▶ _Fragmento de lectura_
%%
¿Quién domesticó primero a los perros?
03/12/13 10:09
Los cazadores y recolectores europeos domesticaron a los perros a partir de los lobos hace aproximadamente entre 20.000 y 30.000 años, concluye un análisis de ADN de fósiles. El estudio, realizado con la mayor colección de secuencias de ADN de perros y lobos antiguos que se ha publicado hasta ahora, es el último episodio de un viejo debate sobre la domesticación canina.
Los mejores amigos del hombre pudieron haber empezado como lobos grises europeos, según científicos cuya investigación está desafiando ideas previas sobre dónde y por qué los perros se convirtieron en animales domésticos.
El hallazgo, detallado en la revista Science, desafía estudios previos que habían ubicado la domesticación del perro en el este de Asia u Oriente Medio y que habían vinculado el fenómeno a la aparición de la agricultura.
“Otras especies salvajes fueron domesticadas en asociación con el desarrollo de la agricultura y la necesidad de vivir cerca de los humanos. Esto sería una posición difícil para un depredador grande y agresivo”, dijo a través de una declaración Robert Wayne, biólogo evolutivo de la Universidad de California, en Los Ángeles, que fue coautor del estudio.
En la nueva investigación, un equipo liderado por el genetista evolutivo Olaf Thalmann, de la Universidad de Turku, Finlandia, utilizó técnicas de análisis de ADN para determinar los orígenes de los primeros lobos domesticados.
Los científicos recolectaron ADN de 18 muestras de cánidos antiguos en su mayoría europeos, ocho de ellos clasificados como similares a perros y 10 como similares a lobos. Compararon el ADN antiguo con muestras recogidas de 77 perros de una amplia variedad de razas, 49 lobos modernos de Europa, Asia y otros lugares y cuatro coyotes.

De carroñero a protector
Los investigadores descubrieron que el ADN de los perros modernos se parece más al de los antiguos lobos de Europa, indicando que la domesticación de los perros comenzó allí. También concluyeron que los perros descienden de una población de antiguos lobos europeos actualmente extintos.
“Descubrimos que en lugar de que los lobos actuales sean más cercanos a los perros domesticados, los antiguos lobos europeos estaban directamente emparentados con ellos”, indica Wayne.
“Esto hace que el registro genético concuerde con el registro arqueológico. En Europa es donde se encuentran los perros más viejos”, afirma.
Los fósiles de perros utilizados en el estudio datan de entre 19.000 y 32.000 años atrás, aproximadamente la época en que los cazadores y recolectores vivían en Europa.
Inicialmente, los lobos podrían haber buscado carroña entre las carcasas de mamuts lanudos y demás megafauna grande que los cazadores y recolectores humanos mataban, comentó Wayne a National Geographic.
A medida que se fueron domesticando, explicó Wayne, los lobos domesticados podrían haber devuelto el favor protegiendo a sus amos contra depredadores peligrosos, o ayudando con la caza.
%%
▶ _Acción requerida 1_
Responda, a partir del fragmento sobre la domesticación de los perros:
(a) ¿En qué revista se detalla el hallazgo?
(b) ¿A qué universidad pertenece Olaf Thalmann?
(c) ¿Cuántos años de antigüedad tienen los fósiles de perros utilizados en el estudio?
▶ _Acción requerida 2_
Enumere, según el fragmento sobre la domesticación de los perros, todos los grupos de muestras actuales con los que se comparó el ADN antiguo, con la cantidad de cada uno.

▶ _Extracto de datos_
%%
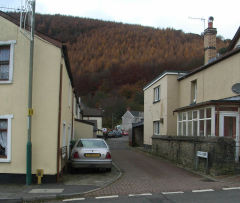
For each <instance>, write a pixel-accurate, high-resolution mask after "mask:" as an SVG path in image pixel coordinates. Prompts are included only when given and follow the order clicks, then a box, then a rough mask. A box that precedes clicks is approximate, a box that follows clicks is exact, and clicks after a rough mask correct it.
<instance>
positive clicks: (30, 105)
mask: <svg viewBox="0 0 240 203" xmlns="http://www.w3.org/2000/svg"><path fill="white" fill-rule="evenodd" d="M30 4H31V7H32V15H31V36H30V59H29V80H28V81H29V83H28V140H27V157H26V158H27V162H26V165H27V166H26V184H27V185H31V184H32V141H31V129H32V115H33V109H32V83H33V82H32V80H33V51H34V29H35V0H32V1H30Z"/></svg>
%%
▶ _Espacio de respuesta 1_
(a) En la revista Science.
(b) A la Universidad de Turku, Finlandia.
(c) Entre 19.000 y 32.000 años.

▶ _Espacio de respuesta 2_
- 77 perros de una amplia variedad de razas
- 49 lobos modernos de Europa, Asia y otros lugares
- 4 coyotes